(Dataset excerpt)

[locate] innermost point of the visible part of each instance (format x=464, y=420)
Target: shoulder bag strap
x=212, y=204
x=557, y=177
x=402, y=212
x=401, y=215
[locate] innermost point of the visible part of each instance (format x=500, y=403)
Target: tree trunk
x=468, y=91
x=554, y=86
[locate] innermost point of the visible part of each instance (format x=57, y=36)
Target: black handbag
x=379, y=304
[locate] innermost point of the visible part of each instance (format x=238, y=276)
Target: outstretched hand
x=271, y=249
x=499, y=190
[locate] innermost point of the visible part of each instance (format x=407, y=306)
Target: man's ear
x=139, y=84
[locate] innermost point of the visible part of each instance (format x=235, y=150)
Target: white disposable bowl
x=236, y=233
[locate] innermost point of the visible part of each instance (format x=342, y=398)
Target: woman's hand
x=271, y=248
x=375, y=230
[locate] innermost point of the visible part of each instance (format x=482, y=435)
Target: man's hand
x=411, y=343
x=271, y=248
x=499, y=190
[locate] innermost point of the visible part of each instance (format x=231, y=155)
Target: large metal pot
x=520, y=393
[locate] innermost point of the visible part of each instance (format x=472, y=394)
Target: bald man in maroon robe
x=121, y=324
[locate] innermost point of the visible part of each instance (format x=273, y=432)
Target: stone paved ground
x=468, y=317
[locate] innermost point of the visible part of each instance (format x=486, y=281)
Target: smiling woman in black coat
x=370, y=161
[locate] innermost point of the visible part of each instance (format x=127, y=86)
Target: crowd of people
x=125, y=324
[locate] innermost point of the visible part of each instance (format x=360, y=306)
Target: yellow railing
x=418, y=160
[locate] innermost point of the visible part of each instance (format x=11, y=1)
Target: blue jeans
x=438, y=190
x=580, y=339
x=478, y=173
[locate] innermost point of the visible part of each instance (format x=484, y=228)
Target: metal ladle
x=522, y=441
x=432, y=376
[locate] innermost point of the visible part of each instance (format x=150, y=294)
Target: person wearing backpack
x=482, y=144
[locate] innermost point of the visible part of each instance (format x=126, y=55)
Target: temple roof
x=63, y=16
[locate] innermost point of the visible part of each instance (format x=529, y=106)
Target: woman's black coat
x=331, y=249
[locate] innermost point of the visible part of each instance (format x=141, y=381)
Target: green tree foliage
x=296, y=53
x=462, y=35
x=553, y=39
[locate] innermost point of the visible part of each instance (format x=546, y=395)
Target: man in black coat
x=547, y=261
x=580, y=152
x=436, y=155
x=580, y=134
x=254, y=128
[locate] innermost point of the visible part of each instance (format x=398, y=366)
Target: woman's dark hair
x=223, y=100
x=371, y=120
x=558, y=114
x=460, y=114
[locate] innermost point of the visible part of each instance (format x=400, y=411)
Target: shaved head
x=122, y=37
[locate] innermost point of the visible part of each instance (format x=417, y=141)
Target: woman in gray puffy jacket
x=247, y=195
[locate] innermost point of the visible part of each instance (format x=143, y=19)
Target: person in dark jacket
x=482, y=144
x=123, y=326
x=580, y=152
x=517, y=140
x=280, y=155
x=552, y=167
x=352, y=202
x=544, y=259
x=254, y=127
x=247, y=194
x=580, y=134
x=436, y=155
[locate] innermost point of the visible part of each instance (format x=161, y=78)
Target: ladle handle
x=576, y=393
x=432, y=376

---

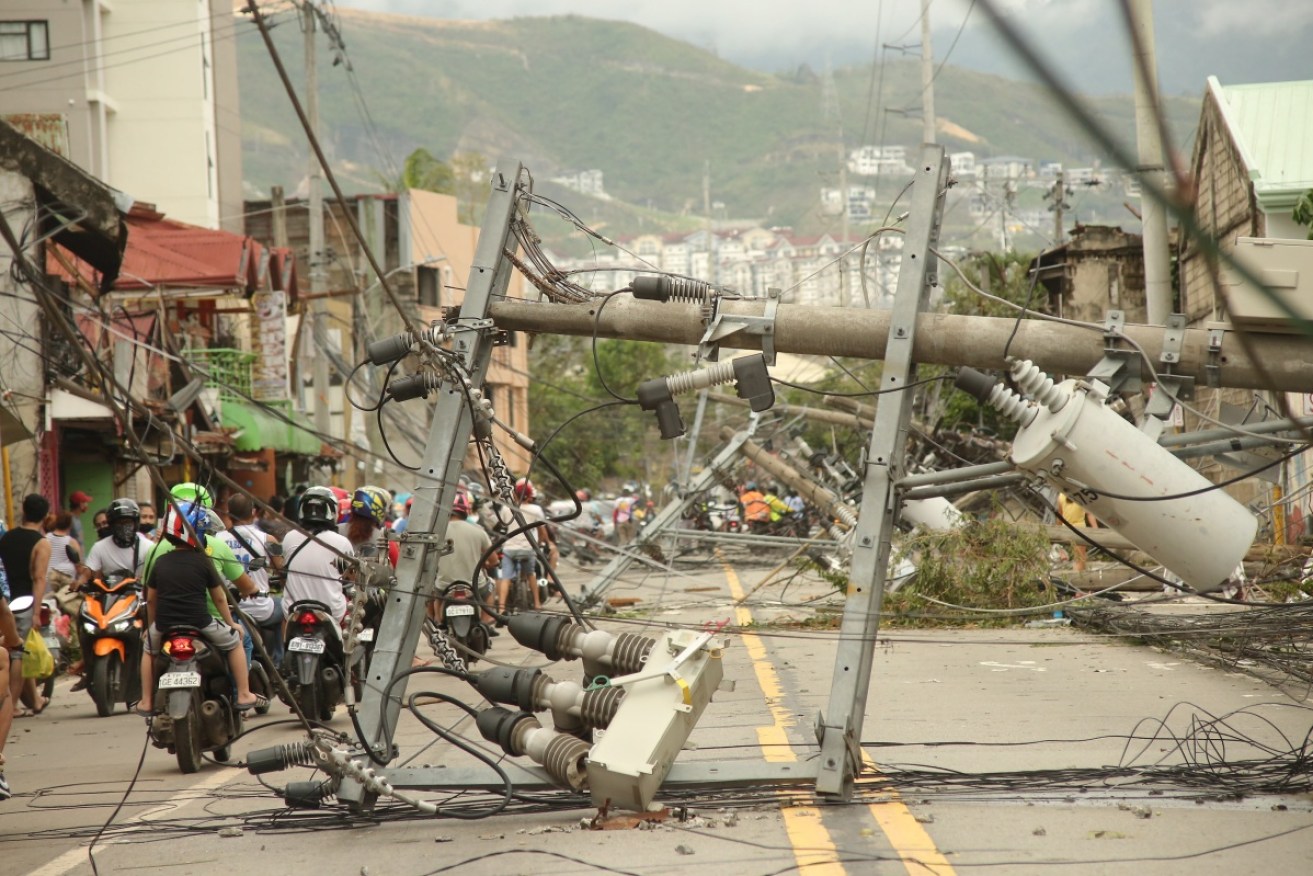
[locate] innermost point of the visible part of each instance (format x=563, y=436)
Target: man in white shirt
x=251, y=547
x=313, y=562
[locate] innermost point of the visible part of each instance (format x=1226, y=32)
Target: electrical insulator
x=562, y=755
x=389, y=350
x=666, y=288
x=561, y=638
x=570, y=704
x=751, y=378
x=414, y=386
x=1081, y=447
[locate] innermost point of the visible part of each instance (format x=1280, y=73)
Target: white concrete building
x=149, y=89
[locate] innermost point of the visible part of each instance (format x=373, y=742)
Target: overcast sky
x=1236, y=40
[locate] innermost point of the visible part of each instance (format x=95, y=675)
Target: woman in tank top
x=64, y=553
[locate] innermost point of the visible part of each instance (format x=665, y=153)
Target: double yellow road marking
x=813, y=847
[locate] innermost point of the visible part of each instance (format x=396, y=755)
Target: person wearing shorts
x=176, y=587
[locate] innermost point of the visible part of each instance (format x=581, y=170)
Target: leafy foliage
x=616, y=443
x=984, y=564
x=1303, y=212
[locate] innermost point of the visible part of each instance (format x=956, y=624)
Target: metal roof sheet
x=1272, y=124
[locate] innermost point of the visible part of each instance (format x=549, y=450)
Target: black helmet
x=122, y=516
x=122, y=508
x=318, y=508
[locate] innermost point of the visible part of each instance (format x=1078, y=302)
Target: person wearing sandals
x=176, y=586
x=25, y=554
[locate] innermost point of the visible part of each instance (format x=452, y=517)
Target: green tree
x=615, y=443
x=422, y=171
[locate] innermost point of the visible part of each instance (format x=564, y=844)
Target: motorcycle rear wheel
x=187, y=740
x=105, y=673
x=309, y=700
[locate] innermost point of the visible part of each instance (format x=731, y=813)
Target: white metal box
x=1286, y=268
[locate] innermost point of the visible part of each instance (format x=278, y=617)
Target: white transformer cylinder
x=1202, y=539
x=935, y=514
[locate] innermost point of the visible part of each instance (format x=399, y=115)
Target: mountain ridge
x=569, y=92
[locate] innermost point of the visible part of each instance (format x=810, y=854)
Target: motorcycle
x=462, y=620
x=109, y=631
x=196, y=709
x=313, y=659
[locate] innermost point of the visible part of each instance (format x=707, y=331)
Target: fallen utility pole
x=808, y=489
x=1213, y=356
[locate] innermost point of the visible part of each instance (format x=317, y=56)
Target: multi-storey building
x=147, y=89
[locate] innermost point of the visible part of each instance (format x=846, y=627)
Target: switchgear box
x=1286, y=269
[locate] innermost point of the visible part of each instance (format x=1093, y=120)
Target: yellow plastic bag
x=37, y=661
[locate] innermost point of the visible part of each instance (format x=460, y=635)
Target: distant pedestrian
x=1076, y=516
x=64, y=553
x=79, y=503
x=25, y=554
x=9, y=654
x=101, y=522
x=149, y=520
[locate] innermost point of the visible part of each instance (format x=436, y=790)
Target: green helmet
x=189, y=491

> WHAT IS NEEDED
Could you recast the part of the items above that opens with the line containing "(format x=482, y=435)" and closes with the line containing "x=478, y=173" as a numbered list, keeping both of those lines and leaving out any blank ones?

> THE RESPONSE
1. [locate] innermost point of the visible part of each instance (format x=482, y=435)
2. Target: man's hand
3. x=411, y=343
4. x=271, y=248
5. x=499, y=190
6. [locate] innermost point of the visible part of each instance (format x=231, y=155)
7. Target: large metal pot
8. x=520, y=393
9. [locate] innermost point of the visible part of each instance (format x=472, y=394)
10. Target: bald man in maroon robe
11. x=121, y=324
12. [locate] innermost point of the visible part of each instance (format x=273, y=432)
13. Target: stone paved ground
14. x=468, y=317
15. [locate] innermost point of the visible part of each instance (format x=486, y=281)
16. Target: smiling woman in black coat
17. x=370, y=161
18. [locate] innermost point of the visible part of each instance (format x=127, y=86)
19. Target: crowd of people
20. x=125, y=324
21. [locate] innermost point of the visible part of each instance (format x=360, y=306)
22. Target: yellow railing
23. x=418, y=160
24. [locate] innermost point of the visible part of each instance (format x=11, y=1)
25. Target: blue jeans
26. x=438, y=190
27. x=580, y=339
28. x=478, y=173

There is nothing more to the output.